(WORK ITEM) Duplicate everything from "Novel methods for" down to "extracellular space [9]." in the passage on exocytosis below, word for word.

Novel methods for the study of cell biological processes produce unprecedented data to be analyzed. To maximize the information that can be extracted from the experimental results, appropriate and advanced statistical analytical methods should be exploited. Recent microscopy techniques, in particular total internal reflection fluorescence (TIRF) microscopy, have made it possible to visualize single exocytotic events in neurons and endocrine cells [1-8]. Exocytosis is the process during which the lipid membranes of neurotransmitter-filled synaptic vesicles (in neurons), or hormone-containing secretory granules (in endocrine cells), fuse with the cell membrane, which allows the signalling molecules contained within the granule to escape to the extracellular space [9].

Such imaging data has given deep insight into the molecular and dynamical regulation of exocytosis. However, to our knowledge, these single-granule data have until now been analyzed by counting the (cumulative) number of events over all observed granules and cells, sometimes followed by simple curve fitting [3, 4, 10]. Thus, more rigorous methods for quantification and analysis of imaging data of exocytosis are needed [6]. We propose here that the detailed temporal information contained in this type of data allows for statistical analysis using tools from time-to-event (also known as survival or failure time) analysis. These methods are typically used for clinical or demographic data where individuals are followed until a certain event of interest, such as death, onset of disease, conception, first-time marijuana use, etc. [11-13]. Another common area of their application is reliability engineering where the interest is the time to failure of an instrument or machine. Since the structure in such data is similar to the live cell imaging exocytosis data of interest here, it allows us to apply these well-established statistical methods on completely different biological and temporal scales.

Insulin is released from pancreatic β-cells in response to various stimuli, with glucose being the physiologically most important. Disturbed insulin secretion is now recognized as a central player in the development of diabetes, a devastating disease which is reaching epidemic proportions [14, 15]. Glucose is transported into the β-cells where it triggers a complex cascade of events leading to cell depolarization and electrical activity. As a result, voltage-dependent Ca2+ channels open, promoting Ca2+ influx, and the increase in intracellular Ca2+ levels cause exocytosis of insulin-containing secretory granules [16]. Insulin secretion is biphasic in response to a sustained glucose stimulus; a large peak of insulin release is followed by a second phase where insulin is released in distinct pulses [17]. Importantly, biphasic insulin release is disturbed in diabetes [18], which has been suggested to have its origin within the pancreatic β-cells [19], likely because of dysfunctional exocytosis [20-22].

(DATA FOR REVIEW)
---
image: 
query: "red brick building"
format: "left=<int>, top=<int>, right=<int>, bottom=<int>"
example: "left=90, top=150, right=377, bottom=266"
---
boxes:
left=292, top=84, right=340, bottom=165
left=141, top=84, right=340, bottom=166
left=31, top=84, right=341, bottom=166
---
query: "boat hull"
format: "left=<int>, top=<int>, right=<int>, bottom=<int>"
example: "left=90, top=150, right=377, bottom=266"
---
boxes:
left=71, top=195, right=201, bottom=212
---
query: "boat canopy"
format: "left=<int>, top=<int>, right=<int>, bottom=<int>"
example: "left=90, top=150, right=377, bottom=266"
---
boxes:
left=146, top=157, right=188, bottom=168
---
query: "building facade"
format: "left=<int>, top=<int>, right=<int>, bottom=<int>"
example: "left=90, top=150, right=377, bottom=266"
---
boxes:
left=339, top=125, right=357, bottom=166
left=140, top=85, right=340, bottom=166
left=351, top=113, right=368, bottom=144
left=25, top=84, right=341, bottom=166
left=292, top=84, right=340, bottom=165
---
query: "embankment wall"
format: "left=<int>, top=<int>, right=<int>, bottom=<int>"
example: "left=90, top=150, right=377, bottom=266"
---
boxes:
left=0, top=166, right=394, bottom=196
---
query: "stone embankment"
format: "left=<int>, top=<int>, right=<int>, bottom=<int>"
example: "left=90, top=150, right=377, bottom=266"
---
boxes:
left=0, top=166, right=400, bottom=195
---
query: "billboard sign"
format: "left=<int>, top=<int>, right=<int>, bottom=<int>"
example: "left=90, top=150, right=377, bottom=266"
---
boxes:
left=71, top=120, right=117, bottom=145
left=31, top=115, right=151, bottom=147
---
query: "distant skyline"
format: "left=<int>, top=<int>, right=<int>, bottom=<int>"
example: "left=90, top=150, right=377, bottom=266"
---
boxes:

(SOLUTION TO THIS PROBLEM)
Novel methods for the study of cell biological processes produce unprecedented data to be analyzed. To maximize the information that can be extracted from the experimental results, appropriate and advanced statistical analytical methods should be exploited. Recent microscopy techniques, in particular total internal reflection fluorescence (TIRF) microscopy, have made it possible to visualize single exocytotic events in neurons and endocrine cells [1-8]. Exocytosis is the process during which the lipid membranes of neurotransmitter-filled synaptic vesicles (in neurons), or hormone-containing secretory granules (in endocrine cells), fuse with the cell membrane, which allows the signalling molecules contained within the granule to escape to the extracellular space [9].